# RAW DATA
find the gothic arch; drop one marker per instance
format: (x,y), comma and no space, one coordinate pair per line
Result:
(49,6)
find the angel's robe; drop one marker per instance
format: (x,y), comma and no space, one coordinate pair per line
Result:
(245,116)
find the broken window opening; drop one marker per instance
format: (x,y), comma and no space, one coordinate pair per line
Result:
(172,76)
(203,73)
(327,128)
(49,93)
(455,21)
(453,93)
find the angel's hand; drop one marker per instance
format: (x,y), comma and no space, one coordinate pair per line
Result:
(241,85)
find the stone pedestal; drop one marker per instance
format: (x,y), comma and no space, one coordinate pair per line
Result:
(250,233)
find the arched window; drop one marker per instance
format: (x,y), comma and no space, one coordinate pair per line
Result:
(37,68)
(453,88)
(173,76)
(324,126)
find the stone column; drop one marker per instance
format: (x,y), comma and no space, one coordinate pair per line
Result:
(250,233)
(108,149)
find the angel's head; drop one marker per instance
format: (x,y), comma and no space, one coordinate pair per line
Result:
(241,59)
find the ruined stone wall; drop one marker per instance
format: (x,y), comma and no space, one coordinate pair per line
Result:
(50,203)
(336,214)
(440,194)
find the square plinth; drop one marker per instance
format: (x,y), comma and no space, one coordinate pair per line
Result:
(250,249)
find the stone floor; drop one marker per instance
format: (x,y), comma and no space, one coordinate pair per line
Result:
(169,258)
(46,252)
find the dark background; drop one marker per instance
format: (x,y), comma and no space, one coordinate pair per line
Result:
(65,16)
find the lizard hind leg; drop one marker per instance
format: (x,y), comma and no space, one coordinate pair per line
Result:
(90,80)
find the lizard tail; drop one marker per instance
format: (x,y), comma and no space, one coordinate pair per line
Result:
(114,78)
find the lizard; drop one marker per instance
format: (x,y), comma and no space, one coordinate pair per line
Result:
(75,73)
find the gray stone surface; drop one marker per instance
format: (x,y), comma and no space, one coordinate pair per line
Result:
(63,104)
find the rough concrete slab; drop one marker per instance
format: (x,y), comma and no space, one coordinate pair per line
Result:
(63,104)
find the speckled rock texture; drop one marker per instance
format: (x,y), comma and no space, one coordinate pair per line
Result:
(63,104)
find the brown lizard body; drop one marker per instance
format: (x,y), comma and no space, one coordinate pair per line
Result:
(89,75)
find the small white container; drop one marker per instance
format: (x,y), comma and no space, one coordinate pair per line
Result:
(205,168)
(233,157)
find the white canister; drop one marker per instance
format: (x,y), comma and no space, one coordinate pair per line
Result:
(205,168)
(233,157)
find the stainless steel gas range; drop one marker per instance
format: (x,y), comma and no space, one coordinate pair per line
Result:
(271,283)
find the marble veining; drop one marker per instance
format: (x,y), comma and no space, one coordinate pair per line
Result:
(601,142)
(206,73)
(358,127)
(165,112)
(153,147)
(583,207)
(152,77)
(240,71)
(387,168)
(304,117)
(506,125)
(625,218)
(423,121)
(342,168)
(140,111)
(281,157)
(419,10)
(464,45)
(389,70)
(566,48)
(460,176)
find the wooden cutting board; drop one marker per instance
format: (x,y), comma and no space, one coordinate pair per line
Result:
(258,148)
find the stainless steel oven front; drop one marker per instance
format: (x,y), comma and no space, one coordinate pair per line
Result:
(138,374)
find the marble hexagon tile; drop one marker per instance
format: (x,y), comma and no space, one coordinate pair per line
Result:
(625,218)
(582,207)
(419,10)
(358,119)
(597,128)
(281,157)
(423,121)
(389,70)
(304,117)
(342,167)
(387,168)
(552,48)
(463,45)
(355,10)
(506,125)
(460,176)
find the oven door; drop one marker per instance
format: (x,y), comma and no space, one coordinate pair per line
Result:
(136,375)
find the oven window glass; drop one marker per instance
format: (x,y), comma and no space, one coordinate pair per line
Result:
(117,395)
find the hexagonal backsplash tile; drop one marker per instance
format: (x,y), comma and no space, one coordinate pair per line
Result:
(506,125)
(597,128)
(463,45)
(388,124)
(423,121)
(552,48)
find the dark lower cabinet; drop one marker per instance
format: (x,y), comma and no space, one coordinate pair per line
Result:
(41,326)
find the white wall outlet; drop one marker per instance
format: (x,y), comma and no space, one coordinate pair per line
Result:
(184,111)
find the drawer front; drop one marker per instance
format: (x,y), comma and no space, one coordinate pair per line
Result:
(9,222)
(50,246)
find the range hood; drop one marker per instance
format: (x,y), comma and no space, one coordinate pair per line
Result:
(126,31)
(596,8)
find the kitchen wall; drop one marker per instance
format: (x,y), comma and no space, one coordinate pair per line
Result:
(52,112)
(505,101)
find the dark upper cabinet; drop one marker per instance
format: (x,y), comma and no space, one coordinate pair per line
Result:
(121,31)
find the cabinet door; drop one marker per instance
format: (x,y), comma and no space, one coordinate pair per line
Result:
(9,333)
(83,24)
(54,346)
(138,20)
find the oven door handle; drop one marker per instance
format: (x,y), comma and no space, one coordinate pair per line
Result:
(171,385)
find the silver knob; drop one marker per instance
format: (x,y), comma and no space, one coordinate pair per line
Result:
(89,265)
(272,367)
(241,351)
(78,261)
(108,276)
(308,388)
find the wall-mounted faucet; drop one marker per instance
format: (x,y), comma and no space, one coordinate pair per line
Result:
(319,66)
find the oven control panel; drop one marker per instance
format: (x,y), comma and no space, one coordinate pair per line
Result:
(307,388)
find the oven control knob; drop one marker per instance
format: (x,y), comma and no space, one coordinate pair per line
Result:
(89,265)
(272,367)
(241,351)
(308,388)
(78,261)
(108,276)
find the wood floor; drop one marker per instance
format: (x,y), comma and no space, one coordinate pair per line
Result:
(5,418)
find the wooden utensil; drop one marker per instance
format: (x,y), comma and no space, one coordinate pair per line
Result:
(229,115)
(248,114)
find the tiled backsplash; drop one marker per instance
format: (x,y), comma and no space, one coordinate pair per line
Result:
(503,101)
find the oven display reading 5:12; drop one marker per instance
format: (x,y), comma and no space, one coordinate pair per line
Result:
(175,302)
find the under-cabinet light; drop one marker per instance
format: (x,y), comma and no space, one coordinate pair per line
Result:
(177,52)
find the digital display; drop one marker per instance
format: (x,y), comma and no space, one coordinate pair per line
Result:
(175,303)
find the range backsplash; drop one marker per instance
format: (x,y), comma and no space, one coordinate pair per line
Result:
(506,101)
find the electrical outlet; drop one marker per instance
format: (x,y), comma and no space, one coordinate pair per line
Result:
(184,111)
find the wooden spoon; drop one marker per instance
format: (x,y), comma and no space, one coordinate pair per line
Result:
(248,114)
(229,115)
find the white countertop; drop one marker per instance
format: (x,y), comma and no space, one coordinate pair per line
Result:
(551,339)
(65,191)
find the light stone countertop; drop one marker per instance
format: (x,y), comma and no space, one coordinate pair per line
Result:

# WHAT IS REQUIRED
Which lines above include "outlet"? Show each of them by copying it.

# EXERCISE SOLUTION
find the white wall outlet; drop one marker per instance
find the electrical outlet; drop one marker per instance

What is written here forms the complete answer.